Start of Records supplied
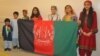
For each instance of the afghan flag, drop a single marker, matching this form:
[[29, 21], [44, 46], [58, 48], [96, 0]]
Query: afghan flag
[[54, 38]]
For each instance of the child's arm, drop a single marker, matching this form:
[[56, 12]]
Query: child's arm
[[3, 34]]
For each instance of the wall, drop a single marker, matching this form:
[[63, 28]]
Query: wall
[[8, 6]]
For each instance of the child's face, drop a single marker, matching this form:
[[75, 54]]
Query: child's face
[[68, 9], [87, 5], [7, 23], [24, 14], [35, 11], [15, 16], [53, 10]]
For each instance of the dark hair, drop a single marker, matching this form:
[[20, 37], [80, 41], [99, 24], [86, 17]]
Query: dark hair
[[54, 7], [36, 15], [25, 11], [15, 13], [7, 20], [72, 11], [90, 17]]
End of Records supplied
What needs to be done
Render every line of the data above as a JSON list of strings, one string per line, omitting blank lines and leaving out the pictures.

Task solution
[
  "For each instance of the afghan flag, drop a single marker, matching this form:",
  "[[29, 21], [44, 46], [58, 48], [96, 0]]",
  "Query: afghan flag",
  "[[54, 38]]",
  "For each instance of the child's arm, drop a single marker, matching this form:",
  "[[56, 12]]",
  "Query: child's arm",
  "[[3, 34]]",
  "For each instance of the wall, drop a single marker, matching this form:",
  "[[63, 28]]",
  "Query: wall",
  "[[8, 6]]",
  "For each instance of the child's face, drop a single marker, matching this form:",
  "[[75, 54]]",
  "Query: child's face",
  "[[68, 9], [87, 5], [7, 23], [24, 14], [35, 11], [15, 16], [53, 10]]",
  "For each instance of the dark hair, drop a single marker, matching this form:",
  "[[20, 37], [80, 41], [99, 24], [86, 17]]",
  "Query: dark hair",
  "[[54, 7], [36, 15], [25, 11], [15, 13], [7, 20], [72, 11], [90, 17]]"
]